Reproduce the entries. Match every word.

Extracted data entries.
● ● ●

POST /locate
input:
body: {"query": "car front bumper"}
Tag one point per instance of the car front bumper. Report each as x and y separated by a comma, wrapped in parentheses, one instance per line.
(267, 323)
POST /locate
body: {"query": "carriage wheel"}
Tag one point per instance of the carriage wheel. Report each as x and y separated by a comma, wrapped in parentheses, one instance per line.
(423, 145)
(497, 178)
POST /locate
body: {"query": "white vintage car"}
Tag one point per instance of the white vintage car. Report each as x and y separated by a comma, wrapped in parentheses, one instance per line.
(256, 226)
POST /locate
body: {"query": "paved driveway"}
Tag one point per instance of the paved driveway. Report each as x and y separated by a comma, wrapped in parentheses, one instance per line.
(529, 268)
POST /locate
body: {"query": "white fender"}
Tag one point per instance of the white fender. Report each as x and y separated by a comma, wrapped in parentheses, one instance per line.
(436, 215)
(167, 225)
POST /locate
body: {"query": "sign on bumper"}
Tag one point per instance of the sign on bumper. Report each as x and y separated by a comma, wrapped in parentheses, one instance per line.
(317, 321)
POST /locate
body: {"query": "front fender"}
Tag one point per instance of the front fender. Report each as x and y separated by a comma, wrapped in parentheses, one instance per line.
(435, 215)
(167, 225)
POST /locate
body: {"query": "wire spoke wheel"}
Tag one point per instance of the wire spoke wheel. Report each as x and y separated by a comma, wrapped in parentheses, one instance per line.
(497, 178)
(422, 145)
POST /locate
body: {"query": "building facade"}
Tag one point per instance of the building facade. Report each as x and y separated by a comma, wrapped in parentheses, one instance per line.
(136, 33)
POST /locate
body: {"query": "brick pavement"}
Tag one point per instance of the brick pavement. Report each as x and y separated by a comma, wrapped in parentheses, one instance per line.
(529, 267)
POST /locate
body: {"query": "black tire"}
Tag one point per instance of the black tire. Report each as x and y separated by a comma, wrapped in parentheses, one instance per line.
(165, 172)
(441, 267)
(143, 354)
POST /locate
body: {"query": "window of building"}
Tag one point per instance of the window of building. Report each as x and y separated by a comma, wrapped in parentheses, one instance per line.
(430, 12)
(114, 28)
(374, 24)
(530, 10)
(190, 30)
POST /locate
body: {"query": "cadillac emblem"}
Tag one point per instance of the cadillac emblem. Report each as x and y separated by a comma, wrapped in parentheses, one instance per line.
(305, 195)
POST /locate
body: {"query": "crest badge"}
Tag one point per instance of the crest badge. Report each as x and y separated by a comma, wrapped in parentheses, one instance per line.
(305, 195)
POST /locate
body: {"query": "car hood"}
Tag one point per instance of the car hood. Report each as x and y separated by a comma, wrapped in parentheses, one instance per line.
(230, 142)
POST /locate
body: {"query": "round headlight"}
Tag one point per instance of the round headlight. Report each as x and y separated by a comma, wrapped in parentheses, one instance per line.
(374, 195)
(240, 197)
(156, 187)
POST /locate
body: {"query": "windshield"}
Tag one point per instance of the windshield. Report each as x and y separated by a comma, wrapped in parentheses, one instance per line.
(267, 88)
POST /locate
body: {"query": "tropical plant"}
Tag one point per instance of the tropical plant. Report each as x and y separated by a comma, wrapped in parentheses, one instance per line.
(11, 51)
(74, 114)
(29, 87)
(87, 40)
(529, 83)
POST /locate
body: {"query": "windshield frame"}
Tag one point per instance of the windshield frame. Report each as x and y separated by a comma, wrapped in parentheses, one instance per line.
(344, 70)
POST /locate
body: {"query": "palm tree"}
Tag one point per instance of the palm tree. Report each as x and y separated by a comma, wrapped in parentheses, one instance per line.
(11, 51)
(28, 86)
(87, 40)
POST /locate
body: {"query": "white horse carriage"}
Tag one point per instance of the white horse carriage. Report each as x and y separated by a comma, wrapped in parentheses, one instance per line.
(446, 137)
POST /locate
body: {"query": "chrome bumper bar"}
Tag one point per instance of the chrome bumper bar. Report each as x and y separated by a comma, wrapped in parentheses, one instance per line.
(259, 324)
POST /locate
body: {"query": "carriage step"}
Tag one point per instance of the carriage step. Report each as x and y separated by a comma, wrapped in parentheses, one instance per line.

● ● ●

Problem solution.
POST /locate
input:
body: {"query": "car front bumper"}
Tag one point per instance of the car front bumper. Report each as x and y separated by a comma, wrapped in parentheses, one instance per line.
(267, 323)
POST /locate
body: {"query": "carriage wheel"}
Tag one point per instance of the carriage wheel. Report each as x and y separated by a comma, wrapped in parentheses, one instance per line.
(423, 145)
(497, 178)
POST /locate
body: {"query": "white vintage car"}
Tag one point per instance of the white vintage car. Report each as x and y separated by a comma, wrapped in parentheses, one instance per line.
(256, 226)
POST /locate
body: {"query": "paved driveway"}
Tag one point per instance of the paved driveway. Report each as x and y separated by a comma, wrapped in parentheses, one instance per line.
(529, 268)
POST /locate
body: {"query": "white fender"}
Tag one point per instance of the white fender. Report each as x and y separated by a comma, wrapped in parentheses, one instance per line.
(436, 215)
(167, 225)
POST /locate
body: {"query": "sign on bumper"}
Tag one point per instance of the sign on bumper. Report each as x and y separated by a comma, wrapped in parentheses, one instance per line.
(317, 321)
POST /locate
body: {"query": "front fender"}
Tag one point per instance of the front fender. Report each as x and y separated by a comma, wrapped in parentheses, one instance per line.
(435, 215)
(167, 225)
POST /locate
body: {"query": "wire spoke wheel"}
Tag one point per instance of the wire spoke wheel. Report each as x and y separated by a comma, wrapped in parentheses, one instance per line.
(497, 178)
(422, 145)
POST /locate
body: {"query": "building facade"}
Tag one point per instance of the building facade. Report each as x and y separated by a comma, wrapped in parentheses, one instance per line.
(136, 33)
POST /locate
body: {"query": "brick pavement"}
Tag one point per instance of the brick pavement. Report each as x and y separated by a comma, wrapped in parentheses, one instance per line.
(529, 267)
POST /locate
body: {"query": "black tire"}
Tag one point per instance of the black tire. Report each as x and y separated by a comma, wrapped in parentheses, one instance per line.
(165, 172)
(441, 267)
(143, 354)
POST /locate
body: {"query": "window of building"}
Tag one point per instance of the window of building. Report each as x and y separated by a comma, wrapped in parentheses, one instance per line.
(430, 12)
(114, 28)
(374, 24)
(530, 10)
(190, 30)
POST /locate
body: {"query": "cadillac emblem"}
Tag one point per instance of the cadillac emblem. Report each as x and y separated by a comma, wrapped in parentheses, one instance per line.
(305, 195)
POST /locate
body: {"query": "crest badge"}
Tag one point per instance of the crest badge. Report each as x and y separated by a comma, wrapped in parentheses, one instance per line.
(305, 195)
POST /locate
body: {"query": "car hood"}
Tag one point per instance of the car hood. Report each as x and y separated by a comma, wrapped in parentheses, one instance per line.
(230, 142)
POST /locate
body: {"query": "round headlight"}
Tag one point per instance of the round headlight. Report each as x and y separated by a comma, wrapped in parentheses, one instance per line.
(374, 195)
(240, 197)
(156, 187)
POST /locate
body: {"query": "windshield"}
Tag one point per instance of the windshield. Report each as x and y separated by a comma, wrapped in parentheses, one instance per line.
(267, 88)
POST /locate
body: {"query": "tropical plant"}
Tag one point per instance of the tropical plant. Report each as x and y separated by a comma, wrapped in parentheses, one instance per line.
(11, 51)
(74, 114)
(29, 87)
(87, 40)
(529, 83)
POST /locate
body: {"query": "windshield frame"}
Tag one point per instance of the windshield frame. Report each as x and y separated by a comma, wrapped in parentheses, one instance per line.
(344, 70)
POST /locate
body: {"query": "palm tree"}
Tag one point per instance of the palm tree. Report each as x and y separated by a comma, wrapped in parentheses, one instance per line.
(11, 51)
(28, 86)
(87, 40)
POST /locate
body: {"query": "white horse carriage"}
Tag one point per instance of the white horse carriage. Report each as x and y separated by a comma, wrapped in parentheses, one instance per line.
(446, 137)
POST /locate
body: {"query": "chrome bumper bar"}
Tag one point per instance of the chrome bumper bar. Report each as x and y separated by a comma, wrapped in parentheses, one instance per line.
(259, 324)
POST /locate
body: {"query": "carriage step"}
Tag one point per instance of the carriage step. Report each as x and y separated by a comma, wrapped in parentheses, one instance per line.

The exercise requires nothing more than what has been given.